## Provided data
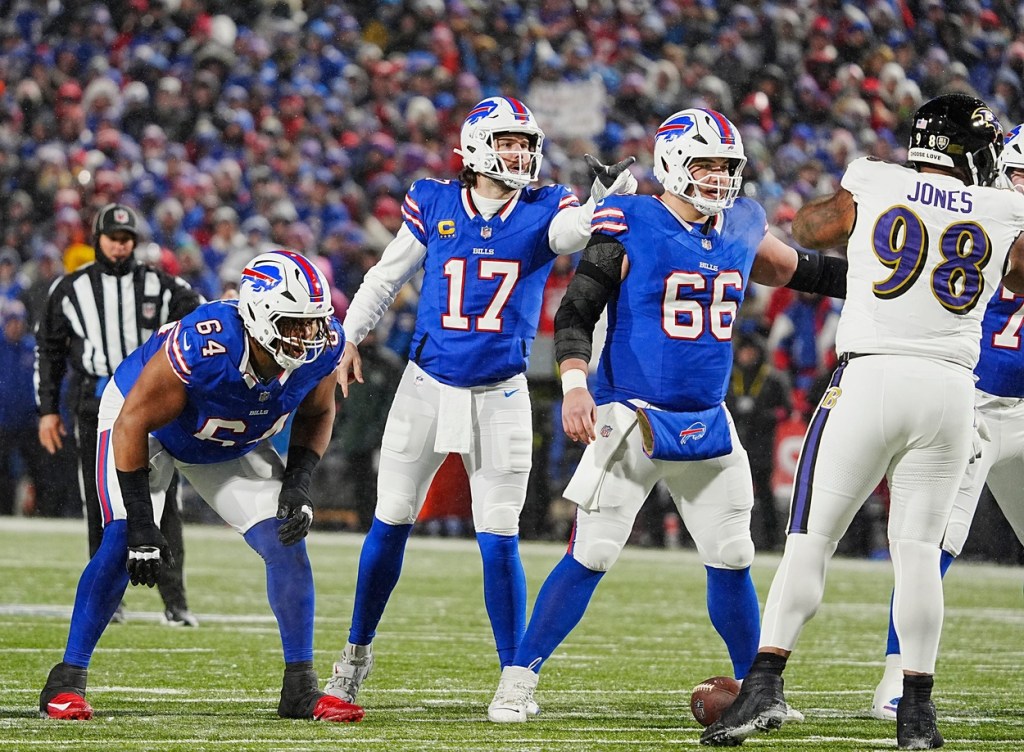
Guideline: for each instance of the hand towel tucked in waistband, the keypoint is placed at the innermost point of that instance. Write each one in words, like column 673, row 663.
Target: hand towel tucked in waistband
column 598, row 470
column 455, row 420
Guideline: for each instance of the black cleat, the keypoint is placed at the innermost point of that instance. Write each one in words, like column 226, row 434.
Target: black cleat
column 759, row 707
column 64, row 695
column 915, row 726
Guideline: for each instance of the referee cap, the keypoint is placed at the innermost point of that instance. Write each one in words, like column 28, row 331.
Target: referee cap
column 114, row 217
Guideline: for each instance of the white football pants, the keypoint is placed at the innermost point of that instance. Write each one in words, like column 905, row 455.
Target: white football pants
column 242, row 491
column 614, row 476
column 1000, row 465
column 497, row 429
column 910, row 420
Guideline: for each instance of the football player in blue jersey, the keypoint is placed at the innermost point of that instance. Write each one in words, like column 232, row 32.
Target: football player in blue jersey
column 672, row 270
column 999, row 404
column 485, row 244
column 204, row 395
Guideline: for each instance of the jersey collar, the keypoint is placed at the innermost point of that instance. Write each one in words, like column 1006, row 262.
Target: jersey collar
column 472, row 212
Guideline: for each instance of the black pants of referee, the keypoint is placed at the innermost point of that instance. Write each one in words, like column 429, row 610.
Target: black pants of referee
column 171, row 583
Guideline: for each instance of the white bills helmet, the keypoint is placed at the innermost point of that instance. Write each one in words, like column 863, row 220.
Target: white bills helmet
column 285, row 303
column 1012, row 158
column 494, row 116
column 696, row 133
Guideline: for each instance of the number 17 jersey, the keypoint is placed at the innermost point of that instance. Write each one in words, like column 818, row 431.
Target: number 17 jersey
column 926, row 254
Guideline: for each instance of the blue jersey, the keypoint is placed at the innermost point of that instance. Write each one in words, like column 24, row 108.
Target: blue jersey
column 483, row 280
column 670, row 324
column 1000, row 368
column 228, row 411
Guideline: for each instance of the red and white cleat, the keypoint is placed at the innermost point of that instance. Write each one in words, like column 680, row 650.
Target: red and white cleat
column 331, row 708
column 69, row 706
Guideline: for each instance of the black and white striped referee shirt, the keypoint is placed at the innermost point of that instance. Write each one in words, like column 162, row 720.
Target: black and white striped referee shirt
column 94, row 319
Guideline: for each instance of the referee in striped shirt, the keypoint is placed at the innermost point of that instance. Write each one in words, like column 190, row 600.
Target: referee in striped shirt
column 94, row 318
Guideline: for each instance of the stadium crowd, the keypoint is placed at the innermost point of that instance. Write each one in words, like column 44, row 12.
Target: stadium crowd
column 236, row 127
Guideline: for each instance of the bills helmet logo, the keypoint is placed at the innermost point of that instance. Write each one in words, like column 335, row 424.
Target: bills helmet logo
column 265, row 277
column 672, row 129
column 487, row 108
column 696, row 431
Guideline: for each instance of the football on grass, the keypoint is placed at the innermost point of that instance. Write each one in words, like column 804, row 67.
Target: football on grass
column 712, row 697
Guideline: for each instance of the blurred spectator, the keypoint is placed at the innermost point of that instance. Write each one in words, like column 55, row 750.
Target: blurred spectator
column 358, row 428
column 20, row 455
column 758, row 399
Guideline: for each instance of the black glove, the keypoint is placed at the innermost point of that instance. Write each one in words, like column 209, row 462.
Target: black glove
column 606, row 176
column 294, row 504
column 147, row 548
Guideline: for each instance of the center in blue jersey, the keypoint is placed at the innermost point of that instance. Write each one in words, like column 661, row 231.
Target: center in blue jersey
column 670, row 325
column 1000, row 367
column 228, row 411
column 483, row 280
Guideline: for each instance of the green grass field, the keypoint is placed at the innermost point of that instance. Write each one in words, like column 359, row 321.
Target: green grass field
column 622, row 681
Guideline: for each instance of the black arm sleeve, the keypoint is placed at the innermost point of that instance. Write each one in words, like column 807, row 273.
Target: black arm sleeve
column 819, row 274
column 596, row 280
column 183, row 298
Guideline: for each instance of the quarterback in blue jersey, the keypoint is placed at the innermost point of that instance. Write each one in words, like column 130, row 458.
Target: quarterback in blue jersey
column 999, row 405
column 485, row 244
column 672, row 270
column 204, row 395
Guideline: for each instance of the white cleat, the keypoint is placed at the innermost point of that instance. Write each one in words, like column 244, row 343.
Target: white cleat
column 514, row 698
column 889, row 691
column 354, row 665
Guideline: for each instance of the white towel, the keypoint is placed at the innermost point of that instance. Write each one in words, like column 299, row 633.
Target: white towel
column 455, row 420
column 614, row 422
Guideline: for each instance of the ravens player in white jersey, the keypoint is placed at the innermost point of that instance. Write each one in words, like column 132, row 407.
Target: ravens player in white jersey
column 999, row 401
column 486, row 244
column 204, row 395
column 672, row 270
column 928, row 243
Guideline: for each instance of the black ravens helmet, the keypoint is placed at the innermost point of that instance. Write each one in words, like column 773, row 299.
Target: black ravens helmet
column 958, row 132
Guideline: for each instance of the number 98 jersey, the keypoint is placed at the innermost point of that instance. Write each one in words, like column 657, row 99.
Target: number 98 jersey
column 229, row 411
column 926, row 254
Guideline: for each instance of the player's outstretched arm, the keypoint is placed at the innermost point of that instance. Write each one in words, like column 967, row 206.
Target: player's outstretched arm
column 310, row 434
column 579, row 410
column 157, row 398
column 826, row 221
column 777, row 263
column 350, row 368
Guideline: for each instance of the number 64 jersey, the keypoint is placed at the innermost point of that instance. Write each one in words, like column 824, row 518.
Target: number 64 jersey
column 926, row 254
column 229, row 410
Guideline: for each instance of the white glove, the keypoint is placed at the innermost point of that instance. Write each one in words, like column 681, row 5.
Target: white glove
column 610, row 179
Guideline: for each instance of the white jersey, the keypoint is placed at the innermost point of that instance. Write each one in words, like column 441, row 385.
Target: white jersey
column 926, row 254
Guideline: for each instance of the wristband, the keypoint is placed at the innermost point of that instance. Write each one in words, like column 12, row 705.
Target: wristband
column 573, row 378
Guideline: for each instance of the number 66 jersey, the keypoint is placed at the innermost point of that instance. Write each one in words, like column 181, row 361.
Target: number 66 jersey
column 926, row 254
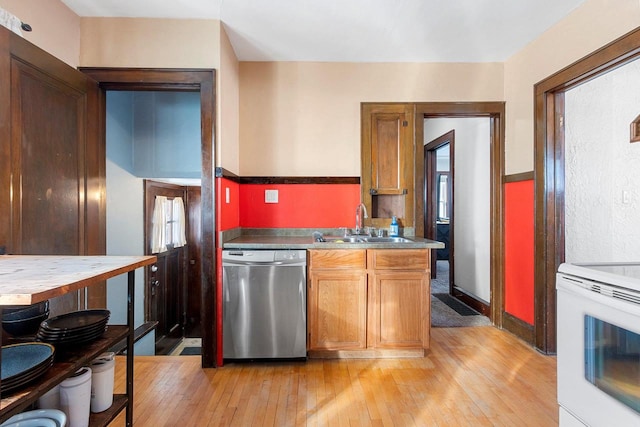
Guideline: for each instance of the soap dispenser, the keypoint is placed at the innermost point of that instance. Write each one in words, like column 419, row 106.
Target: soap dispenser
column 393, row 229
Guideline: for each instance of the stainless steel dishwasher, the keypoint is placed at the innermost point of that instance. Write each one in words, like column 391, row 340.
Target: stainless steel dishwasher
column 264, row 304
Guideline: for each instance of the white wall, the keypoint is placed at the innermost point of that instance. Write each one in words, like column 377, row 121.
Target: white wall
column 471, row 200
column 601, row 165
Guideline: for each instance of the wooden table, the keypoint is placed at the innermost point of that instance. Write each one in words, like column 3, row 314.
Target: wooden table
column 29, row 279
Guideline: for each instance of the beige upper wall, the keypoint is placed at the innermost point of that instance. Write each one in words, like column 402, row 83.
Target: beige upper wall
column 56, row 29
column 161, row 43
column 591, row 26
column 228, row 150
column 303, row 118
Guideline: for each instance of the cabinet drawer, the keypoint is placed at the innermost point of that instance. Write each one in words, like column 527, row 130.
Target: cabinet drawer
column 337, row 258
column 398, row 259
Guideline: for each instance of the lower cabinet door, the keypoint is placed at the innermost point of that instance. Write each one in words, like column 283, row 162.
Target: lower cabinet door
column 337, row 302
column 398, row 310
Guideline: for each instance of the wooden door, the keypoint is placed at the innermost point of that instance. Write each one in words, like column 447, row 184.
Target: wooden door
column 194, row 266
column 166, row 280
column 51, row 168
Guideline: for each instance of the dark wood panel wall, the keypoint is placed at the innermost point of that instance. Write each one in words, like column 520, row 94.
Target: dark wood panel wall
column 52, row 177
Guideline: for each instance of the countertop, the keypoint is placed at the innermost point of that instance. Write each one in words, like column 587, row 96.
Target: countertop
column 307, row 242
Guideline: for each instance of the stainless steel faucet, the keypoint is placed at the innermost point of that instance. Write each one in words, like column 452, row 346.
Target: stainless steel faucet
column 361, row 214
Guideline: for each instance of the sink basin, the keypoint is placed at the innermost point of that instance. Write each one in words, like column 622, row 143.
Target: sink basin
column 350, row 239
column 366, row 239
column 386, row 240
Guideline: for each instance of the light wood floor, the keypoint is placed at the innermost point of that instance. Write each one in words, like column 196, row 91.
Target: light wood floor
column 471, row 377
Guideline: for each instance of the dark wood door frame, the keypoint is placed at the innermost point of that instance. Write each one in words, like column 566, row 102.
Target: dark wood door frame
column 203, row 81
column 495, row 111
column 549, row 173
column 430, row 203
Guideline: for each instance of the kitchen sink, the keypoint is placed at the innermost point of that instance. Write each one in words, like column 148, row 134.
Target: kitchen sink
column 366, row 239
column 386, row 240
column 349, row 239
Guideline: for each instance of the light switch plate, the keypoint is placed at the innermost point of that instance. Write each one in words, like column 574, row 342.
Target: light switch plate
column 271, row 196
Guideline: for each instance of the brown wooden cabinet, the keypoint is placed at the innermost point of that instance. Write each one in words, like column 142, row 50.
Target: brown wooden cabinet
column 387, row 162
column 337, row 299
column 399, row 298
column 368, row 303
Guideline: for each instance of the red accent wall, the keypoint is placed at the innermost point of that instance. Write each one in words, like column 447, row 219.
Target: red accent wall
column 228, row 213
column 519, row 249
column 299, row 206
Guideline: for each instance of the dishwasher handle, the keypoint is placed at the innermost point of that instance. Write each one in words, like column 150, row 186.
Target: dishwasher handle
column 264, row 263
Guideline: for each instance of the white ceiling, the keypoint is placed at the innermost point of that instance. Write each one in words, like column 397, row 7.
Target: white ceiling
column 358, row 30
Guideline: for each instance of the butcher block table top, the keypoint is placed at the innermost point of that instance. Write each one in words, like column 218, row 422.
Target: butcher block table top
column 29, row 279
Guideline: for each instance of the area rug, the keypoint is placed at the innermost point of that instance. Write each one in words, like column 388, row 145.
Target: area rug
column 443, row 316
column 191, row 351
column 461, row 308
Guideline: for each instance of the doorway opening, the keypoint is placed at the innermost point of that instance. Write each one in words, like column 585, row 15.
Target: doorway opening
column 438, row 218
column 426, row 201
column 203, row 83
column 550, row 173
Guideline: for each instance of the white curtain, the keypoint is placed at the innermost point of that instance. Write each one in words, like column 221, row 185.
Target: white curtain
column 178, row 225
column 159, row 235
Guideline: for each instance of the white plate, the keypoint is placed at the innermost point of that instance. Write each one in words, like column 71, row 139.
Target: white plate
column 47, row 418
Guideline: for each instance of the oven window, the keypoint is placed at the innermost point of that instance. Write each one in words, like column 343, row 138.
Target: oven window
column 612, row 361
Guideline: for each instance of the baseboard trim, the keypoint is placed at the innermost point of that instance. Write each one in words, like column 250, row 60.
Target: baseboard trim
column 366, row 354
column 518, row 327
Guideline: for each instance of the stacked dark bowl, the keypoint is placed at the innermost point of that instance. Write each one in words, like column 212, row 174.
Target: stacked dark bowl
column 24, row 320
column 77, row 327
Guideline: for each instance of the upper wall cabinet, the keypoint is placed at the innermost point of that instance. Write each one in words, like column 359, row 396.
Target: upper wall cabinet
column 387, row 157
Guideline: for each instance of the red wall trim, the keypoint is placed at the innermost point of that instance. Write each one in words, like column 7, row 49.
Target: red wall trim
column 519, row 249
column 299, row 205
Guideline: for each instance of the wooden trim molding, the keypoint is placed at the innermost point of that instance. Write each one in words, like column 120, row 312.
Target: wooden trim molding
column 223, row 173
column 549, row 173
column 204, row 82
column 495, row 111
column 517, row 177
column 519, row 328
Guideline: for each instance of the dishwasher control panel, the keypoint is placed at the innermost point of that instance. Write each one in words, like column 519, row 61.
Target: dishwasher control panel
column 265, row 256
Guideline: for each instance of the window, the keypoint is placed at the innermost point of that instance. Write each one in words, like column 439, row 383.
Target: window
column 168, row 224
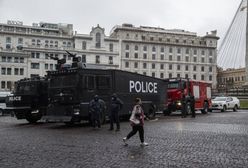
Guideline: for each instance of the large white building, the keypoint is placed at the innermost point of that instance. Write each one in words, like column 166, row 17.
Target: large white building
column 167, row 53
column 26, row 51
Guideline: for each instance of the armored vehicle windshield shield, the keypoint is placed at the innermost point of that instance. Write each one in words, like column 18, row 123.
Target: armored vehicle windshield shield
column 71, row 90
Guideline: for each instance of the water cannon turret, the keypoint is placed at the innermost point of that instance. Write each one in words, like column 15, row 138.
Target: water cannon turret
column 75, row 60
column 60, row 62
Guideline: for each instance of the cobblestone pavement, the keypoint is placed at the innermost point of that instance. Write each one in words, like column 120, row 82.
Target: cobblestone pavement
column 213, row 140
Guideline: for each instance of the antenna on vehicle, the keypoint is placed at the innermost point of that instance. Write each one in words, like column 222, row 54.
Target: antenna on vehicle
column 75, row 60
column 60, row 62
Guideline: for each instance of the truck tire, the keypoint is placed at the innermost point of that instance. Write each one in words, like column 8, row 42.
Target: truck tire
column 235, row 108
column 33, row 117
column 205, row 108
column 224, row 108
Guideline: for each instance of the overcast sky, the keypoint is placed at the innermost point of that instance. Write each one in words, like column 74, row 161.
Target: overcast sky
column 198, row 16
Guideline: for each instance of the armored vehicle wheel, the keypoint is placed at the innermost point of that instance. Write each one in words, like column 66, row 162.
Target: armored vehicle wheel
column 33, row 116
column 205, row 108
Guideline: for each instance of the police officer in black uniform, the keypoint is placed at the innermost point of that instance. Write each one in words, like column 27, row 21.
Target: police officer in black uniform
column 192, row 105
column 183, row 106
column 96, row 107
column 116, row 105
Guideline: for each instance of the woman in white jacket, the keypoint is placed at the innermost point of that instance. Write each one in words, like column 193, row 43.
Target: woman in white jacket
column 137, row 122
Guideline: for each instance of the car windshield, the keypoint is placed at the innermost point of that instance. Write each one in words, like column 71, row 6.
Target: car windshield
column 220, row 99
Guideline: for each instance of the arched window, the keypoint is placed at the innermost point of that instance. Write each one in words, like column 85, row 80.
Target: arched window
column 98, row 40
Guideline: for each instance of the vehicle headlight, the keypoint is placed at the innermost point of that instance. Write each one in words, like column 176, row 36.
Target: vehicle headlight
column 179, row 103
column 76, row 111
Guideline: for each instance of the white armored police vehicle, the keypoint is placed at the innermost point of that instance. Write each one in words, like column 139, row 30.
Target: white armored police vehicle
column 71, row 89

## Problem to work on
Print everything from the line that contains "Guideline: for each instance of the light wood" down to the line that contains "column 471, row 377", both ends included, reproducing those lines verbatim.

## Task result
Guideline: for each instance of the light wood floor, the keypoint is placed at the innermost point of that instance. Write each one in words, like column 196, row 91.
Target: light wood floor
column 471, row 377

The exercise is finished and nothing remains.